## TAREA
Reescribe los registros comenzando en la línea que contiene "Q: In the photo above, mark the blue" y terminando después de la línea que contiene "x=121, y=362". Cambia "with a single point per instance" por "with one point for each instance" y deja todo lo demás igual.

▼▼▼

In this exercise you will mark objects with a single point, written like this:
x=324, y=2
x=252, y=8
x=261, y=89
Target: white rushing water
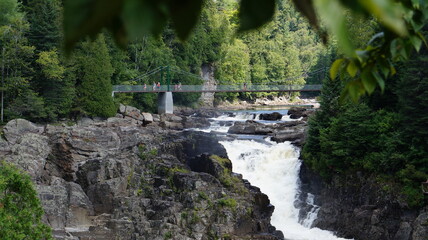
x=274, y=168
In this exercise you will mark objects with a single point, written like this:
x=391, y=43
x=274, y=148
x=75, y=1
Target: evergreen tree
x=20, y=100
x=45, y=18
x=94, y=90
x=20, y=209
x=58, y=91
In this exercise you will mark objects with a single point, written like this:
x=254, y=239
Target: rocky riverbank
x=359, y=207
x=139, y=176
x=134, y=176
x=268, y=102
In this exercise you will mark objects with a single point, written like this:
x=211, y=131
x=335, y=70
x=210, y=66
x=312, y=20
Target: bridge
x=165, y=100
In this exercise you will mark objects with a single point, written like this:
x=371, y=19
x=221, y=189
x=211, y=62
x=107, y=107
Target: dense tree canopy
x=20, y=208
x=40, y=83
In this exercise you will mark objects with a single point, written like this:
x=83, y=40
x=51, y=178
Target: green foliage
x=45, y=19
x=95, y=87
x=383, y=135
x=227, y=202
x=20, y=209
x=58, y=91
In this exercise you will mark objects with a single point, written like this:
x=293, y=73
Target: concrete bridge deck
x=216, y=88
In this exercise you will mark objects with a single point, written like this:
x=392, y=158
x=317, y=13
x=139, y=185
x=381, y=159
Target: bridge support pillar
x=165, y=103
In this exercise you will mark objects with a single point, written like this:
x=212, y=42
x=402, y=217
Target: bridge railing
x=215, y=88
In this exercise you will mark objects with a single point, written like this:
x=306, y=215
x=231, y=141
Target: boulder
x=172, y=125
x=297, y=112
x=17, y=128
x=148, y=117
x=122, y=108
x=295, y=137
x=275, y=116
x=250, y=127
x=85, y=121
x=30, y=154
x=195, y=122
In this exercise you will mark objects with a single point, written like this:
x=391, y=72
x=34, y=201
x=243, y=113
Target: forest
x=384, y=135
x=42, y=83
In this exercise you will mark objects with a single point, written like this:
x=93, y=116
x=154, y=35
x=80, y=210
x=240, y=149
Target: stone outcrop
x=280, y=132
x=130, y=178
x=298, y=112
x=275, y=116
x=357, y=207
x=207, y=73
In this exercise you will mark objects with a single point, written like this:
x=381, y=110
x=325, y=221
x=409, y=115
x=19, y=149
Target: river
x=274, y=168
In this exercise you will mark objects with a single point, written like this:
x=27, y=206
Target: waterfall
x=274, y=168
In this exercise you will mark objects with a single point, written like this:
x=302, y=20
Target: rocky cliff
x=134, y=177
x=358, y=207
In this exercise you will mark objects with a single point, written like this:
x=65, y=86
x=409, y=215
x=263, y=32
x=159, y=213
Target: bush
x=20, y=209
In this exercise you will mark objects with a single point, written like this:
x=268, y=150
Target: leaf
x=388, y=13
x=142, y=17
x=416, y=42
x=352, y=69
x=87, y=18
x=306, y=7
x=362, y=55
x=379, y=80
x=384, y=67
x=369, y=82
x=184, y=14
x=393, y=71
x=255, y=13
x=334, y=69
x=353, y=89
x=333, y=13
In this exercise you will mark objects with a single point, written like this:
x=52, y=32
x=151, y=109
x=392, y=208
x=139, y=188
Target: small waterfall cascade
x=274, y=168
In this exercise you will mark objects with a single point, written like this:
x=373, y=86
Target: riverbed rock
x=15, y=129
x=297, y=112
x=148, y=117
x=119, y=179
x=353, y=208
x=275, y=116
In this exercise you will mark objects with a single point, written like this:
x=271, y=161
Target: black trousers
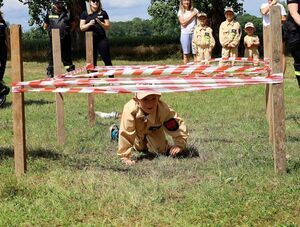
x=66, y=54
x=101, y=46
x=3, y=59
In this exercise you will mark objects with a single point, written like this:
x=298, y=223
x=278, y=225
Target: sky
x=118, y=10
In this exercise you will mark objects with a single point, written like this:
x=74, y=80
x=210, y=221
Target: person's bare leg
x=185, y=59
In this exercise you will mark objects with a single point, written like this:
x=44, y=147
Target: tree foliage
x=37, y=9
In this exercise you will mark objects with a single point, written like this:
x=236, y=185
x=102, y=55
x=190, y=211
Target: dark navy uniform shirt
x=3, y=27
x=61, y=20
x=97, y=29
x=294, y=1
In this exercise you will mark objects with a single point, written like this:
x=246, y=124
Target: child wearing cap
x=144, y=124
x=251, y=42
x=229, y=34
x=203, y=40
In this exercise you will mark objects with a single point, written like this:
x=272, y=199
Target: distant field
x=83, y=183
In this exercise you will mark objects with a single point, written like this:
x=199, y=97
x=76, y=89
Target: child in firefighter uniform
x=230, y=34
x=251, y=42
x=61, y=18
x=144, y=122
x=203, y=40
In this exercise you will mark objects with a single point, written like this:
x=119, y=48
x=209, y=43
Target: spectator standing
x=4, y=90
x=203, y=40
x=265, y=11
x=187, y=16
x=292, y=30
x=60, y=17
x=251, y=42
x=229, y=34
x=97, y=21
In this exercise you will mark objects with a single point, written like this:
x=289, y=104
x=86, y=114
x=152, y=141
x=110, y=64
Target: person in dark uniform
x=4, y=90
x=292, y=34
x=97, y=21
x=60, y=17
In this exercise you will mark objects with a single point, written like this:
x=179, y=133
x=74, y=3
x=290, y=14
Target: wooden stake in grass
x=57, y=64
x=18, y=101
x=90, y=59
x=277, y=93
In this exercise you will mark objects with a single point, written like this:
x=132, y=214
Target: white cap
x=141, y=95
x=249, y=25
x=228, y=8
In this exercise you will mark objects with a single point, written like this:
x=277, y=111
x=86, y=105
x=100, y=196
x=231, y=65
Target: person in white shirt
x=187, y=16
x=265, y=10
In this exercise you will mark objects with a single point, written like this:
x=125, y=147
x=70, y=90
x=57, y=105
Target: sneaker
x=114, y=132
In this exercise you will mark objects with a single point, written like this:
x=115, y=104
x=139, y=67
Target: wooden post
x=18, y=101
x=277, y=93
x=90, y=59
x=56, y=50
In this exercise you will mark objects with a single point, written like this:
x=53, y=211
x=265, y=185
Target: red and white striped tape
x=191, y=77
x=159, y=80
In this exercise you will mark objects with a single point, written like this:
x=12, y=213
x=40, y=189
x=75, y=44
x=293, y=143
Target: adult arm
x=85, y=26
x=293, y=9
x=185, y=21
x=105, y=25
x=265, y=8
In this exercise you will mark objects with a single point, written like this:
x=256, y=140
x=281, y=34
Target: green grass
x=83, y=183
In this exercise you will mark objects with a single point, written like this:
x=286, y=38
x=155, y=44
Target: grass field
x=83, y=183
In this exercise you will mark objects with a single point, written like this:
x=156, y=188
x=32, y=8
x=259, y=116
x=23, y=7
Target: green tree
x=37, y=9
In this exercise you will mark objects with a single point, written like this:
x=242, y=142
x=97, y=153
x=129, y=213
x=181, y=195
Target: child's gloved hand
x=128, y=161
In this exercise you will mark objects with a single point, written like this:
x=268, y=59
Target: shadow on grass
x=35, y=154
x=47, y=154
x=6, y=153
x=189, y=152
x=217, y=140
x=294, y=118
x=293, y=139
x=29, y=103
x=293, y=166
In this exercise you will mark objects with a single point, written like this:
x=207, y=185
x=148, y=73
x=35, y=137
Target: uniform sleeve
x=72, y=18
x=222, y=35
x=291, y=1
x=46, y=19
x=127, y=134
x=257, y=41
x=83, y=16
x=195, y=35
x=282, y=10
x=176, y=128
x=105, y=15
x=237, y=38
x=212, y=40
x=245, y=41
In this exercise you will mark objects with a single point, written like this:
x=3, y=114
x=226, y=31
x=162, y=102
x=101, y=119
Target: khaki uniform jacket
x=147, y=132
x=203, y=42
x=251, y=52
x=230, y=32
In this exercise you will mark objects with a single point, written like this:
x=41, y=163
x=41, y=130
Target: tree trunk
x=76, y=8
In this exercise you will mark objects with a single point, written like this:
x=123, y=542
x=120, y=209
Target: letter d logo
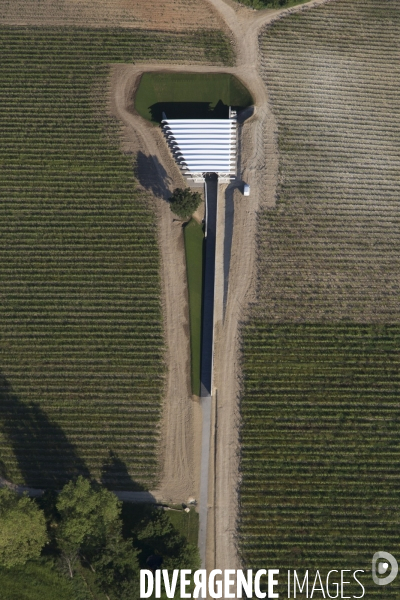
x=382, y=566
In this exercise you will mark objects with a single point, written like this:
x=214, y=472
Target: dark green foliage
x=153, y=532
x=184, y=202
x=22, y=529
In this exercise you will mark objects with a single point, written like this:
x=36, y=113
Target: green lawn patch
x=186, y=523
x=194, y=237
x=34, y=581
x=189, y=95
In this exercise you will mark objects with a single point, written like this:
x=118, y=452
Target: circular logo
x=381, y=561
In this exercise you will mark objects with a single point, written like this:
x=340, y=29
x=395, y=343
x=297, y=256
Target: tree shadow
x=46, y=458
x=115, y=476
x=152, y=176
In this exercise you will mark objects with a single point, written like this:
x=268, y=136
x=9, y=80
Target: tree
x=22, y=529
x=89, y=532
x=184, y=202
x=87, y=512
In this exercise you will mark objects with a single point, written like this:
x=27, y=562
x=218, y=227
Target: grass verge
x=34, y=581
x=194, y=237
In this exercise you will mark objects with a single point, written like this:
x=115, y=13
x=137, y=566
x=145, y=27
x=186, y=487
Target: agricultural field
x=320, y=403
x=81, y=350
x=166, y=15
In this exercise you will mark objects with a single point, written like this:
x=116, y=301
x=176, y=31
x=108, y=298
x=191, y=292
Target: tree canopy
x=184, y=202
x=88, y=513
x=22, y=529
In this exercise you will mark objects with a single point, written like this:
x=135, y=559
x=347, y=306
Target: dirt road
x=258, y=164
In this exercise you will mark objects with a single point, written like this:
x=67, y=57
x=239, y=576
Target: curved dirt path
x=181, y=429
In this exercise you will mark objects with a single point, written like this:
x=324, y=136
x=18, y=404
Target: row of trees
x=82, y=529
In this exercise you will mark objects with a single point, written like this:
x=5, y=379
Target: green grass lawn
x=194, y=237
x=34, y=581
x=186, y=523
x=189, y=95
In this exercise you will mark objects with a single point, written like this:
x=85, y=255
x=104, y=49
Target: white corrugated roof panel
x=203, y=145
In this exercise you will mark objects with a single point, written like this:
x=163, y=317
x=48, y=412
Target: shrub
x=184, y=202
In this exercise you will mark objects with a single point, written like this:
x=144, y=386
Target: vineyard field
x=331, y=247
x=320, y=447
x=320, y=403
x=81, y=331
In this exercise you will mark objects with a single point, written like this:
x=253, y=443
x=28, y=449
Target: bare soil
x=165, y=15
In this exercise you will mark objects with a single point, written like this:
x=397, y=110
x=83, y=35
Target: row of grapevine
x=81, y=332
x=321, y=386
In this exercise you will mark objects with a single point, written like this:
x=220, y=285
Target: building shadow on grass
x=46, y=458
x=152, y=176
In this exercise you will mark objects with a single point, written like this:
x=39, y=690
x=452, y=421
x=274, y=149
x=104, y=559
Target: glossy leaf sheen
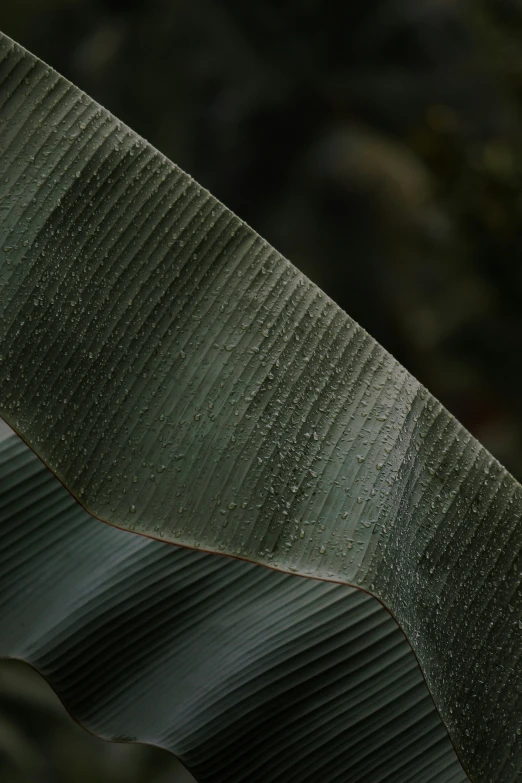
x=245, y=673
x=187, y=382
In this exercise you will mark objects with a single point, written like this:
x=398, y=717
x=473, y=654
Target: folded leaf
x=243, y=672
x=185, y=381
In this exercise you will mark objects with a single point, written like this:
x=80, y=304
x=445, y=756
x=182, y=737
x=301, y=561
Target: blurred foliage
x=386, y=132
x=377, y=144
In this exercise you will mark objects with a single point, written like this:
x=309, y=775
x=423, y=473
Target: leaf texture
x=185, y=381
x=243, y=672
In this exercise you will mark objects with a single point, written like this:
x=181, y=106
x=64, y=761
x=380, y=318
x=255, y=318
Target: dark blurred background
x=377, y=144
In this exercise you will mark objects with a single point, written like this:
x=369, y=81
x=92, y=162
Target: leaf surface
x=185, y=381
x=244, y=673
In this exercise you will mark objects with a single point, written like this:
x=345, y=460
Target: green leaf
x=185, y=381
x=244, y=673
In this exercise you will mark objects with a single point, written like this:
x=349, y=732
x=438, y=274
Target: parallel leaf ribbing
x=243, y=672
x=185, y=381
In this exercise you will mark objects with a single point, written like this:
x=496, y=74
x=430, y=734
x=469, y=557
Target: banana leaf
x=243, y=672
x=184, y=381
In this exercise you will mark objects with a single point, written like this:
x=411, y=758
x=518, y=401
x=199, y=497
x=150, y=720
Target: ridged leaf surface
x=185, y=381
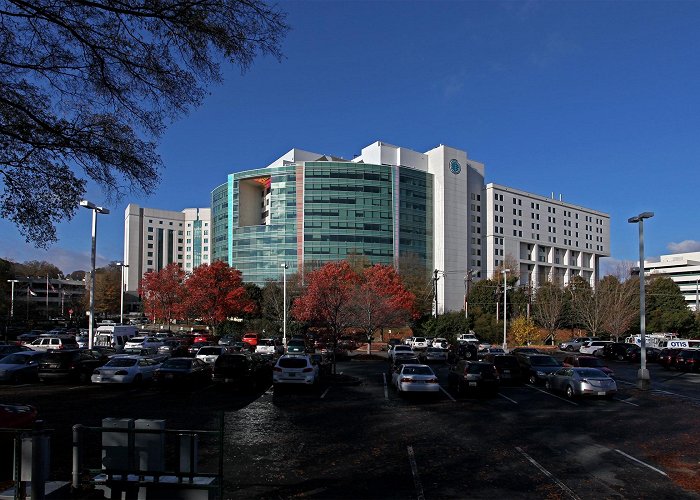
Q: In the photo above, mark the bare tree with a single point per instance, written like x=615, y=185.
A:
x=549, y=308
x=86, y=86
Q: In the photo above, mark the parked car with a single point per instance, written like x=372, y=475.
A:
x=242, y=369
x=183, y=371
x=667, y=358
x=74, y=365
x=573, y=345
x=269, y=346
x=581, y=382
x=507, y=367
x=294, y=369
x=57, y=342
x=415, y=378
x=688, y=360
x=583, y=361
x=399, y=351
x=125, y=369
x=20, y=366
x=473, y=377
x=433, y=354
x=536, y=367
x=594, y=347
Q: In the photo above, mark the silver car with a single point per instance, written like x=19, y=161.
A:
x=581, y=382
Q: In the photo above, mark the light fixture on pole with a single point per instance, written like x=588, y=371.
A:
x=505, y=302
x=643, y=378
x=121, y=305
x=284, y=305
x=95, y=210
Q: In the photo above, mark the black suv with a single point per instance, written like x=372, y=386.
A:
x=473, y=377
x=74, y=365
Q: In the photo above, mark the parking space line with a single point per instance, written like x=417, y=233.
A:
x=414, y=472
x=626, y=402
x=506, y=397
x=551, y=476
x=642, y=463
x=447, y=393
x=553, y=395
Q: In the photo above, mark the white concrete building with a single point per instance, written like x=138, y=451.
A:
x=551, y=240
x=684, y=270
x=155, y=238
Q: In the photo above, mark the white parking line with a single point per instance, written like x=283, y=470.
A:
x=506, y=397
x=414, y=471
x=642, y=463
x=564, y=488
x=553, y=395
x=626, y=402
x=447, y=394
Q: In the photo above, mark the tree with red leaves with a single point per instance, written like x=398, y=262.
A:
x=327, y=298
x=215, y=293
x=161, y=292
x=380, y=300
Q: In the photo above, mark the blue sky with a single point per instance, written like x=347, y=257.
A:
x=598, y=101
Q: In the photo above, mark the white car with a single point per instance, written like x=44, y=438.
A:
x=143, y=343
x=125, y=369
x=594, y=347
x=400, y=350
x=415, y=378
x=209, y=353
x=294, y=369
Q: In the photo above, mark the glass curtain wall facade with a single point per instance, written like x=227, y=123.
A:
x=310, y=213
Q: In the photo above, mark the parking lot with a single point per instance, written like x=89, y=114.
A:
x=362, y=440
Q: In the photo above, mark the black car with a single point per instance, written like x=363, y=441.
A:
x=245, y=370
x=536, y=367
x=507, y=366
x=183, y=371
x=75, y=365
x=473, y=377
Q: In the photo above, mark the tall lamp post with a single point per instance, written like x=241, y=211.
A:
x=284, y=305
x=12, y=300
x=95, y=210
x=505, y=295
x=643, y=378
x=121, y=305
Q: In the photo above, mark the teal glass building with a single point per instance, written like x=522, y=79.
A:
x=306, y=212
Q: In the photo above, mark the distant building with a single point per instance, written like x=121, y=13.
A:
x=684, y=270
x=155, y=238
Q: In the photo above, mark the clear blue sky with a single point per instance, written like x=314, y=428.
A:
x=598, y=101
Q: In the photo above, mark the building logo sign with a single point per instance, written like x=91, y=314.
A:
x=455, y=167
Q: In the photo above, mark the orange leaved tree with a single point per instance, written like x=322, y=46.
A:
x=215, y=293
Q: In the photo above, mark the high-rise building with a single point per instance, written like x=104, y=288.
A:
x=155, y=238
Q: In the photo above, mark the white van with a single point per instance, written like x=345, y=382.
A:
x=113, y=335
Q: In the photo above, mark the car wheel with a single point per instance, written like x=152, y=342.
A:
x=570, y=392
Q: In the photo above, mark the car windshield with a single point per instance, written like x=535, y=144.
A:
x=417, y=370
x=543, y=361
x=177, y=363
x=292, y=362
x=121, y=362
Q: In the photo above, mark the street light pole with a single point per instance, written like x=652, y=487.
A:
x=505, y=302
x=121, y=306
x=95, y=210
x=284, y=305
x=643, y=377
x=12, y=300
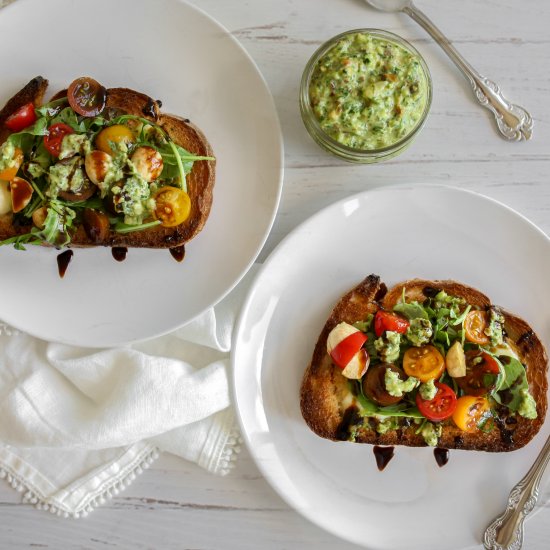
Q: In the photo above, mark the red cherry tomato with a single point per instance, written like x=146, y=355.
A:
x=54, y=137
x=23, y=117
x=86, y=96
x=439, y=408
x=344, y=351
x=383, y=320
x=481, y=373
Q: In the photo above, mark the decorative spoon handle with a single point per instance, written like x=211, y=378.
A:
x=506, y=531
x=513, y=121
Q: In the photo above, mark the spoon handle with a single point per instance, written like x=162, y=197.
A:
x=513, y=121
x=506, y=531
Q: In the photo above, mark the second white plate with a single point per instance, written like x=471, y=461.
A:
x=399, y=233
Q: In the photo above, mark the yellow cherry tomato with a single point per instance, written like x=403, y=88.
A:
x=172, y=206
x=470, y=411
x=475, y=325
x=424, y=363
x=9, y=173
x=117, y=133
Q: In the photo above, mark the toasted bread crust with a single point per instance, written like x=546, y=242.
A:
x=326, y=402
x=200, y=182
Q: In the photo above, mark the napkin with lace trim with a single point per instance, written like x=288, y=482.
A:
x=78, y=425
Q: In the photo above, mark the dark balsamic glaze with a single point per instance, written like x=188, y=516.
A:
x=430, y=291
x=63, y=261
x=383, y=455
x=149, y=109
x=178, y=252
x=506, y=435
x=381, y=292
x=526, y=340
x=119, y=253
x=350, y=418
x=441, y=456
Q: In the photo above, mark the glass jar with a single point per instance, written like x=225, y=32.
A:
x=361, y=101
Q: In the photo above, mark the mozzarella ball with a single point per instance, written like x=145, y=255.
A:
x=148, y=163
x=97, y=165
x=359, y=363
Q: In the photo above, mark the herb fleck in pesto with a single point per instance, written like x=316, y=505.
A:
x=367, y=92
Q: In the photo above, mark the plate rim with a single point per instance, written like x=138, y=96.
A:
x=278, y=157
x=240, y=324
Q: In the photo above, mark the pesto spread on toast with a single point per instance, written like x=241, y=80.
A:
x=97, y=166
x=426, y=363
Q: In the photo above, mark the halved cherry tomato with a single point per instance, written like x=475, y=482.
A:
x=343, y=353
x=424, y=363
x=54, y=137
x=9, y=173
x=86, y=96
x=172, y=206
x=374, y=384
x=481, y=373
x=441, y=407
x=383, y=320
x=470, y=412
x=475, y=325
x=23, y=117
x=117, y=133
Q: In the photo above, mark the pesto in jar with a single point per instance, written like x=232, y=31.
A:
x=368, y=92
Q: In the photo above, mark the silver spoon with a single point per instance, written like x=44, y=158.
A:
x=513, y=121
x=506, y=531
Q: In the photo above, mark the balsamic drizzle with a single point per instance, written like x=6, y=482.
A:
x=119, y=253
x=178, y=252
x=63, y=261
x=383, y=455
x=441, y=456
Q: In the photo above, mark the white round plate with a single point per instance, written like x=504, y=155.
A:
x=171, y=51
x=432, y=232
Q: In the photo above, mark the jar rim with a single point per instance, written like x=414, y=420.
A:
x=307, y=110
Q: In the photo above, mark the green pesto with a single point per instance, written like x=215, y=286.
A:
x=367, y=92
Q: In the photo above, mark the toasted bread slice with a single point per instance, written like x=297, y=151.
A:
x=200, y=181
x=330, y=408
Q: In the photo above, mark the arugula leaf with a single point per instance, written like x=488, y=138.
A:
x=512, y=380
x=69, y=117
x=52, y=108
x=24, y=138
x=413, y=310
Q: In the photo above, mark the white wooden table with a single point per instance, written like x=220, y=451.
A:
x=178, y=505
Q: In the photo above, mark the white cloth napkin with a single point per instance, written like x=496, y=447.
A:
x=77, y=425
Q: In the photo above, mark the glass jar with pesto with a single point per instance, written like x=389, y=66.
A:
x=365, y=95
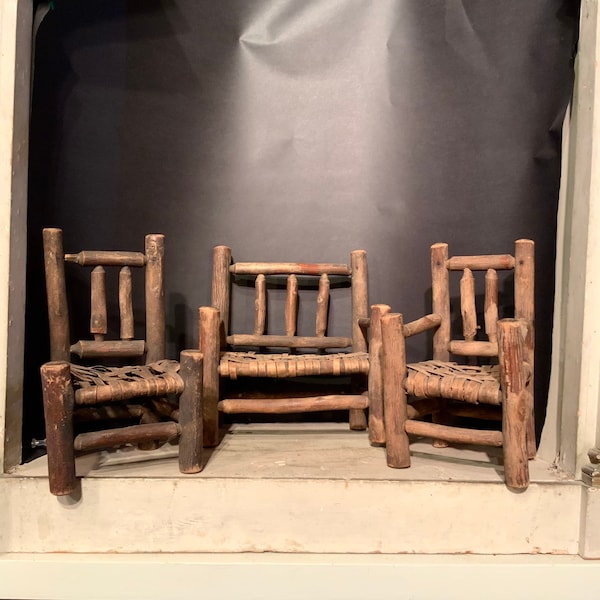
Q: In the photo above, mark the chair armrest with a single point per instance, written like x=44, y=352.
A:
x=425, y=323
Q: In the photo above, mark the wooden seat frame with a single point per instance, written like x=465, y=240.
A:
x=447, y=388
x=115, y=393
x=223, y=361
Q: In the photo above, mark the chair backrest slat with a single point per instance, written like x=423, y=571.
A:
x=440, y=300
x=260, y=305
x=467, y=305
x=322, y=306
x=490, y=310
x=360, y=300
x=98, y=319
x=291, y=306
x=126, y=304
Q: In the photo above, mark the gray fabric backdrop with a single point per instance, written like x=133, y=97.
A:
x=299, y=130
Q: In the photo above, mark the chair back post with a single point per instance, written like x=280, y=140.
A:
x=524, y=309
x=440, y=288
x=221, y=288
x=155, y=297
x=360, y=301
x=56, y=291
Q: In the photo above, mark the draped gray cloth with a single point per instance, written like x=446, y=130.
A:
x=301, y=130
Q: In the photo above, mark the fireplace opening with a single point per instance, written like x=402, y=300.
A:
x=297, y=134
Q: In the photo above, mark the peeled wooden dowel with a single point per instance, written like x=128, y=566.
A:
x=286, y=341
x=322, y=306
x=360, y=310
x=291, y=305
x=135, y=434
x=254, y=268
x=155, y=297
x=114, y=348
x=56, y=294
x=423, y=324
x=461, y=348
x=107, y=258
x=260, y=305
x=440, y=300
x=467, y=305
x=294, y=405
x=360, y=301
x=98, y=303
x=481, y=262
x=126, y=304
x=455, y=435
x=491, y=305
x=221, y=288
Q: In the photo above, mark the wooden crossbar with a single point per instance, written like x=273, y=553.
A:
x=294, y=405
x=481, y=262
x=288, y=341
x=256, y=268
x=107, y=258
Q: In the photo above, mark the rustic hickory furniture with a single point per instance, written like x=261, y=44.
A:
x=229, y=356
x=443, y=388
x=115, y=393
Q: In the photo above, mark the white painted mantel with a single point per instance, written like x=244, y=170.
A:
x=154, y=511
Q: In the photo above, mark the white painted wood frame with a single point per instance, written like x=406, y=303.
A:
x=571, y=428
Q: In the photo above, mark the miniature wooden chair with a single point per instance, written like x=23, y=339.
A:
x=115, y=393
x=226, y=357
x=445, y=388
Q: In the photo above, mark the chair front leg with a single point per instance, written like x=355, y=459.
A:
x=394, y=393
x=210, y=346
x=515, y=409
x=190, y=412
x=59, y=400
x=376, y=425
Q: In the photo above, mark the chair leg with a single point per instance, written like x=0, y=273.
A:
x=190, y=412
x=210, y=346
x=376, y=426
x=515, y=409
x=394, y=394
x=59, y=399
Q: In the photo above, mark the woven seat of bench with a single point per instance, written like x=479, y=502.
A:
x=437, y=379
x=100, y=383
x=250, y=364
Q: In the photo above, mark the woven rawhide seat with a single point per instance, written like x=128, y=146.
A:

▲▲▲

## RESPUESTA
Q: In the photo above, mark the blue sky with one point for each instance, written like x=347, y=257.
A:
x=598, y=101
Q: In the photo above, mark the white car with one point for each instance, written like x=44, y=438.
A:
x=143, y=343
x=125, y=369
x=594, y=347
x=400, y=350
x=415, y=378
x=209, y=353
x=294, y=369
Q: In the photo above, mark the glass curtain wall facade with one point for each instance, written like x=227, y=123.
A:
x=310, y=213
Q: In the photo above, mark the parking lot with one point for each instance, written like x=89, y=114.
A:
x=362, y=440
Q: In the photo above, mark the black car with one point for each instance, written like x=363, y=441.
A:
x=245, y=370
x=536, y=367
x=507, y=366
x=183, y=371
x=75, y=365
x=473, y=377
Q: In the photo above, mark the tall lamp post with one point for each instance, written like x=241, y=211.
A:
x=284, y=305
x=12, y=300
x=95, y=210
x=505, y=295
x=643, y=378
x=121, y=305
Q: In the photo above, mark the teal glass building with one point for each instance, written like x=522, y=79.
A:
x=306, y=212
Q: In the photo above, mark the distant building with one point for each instance, written like x=121, y=13.
A:
x=684, y=270
x=155, y=238
Q: In the photo above, mark the clear blue sky with one point for each instance, written like x=314, y=428.
A:
x=598, y=101
Q: In the photo above, mark the building logo sign with one point for each instance, written like x=91, y=314.
A:
x=455, y=167
Q: In the photo above, mark the orange leaved tree with one point for each instance, written like x=322, y=46.
A:
x=215, y=293
Q: In the photo above, mark the high-rise building with one point for each instance, written like x=104, y=288.
A:
x=155, y=238
Q: In the photo above, mark the white van with one point for each instance, written like x=345, y=382.
A:
x=113, y=335
Q: In the photo above, mark the car wheel with one point for each instance, written like x=152, y=342.
A:
x=570, y=392
Q: In the photo above, mark the car windshield with one point for each instance, written like x=535, y=144.
A:
x=417, y=370
x=543, y=361
x=177, y=363
x=292, y=362
x=121, y=362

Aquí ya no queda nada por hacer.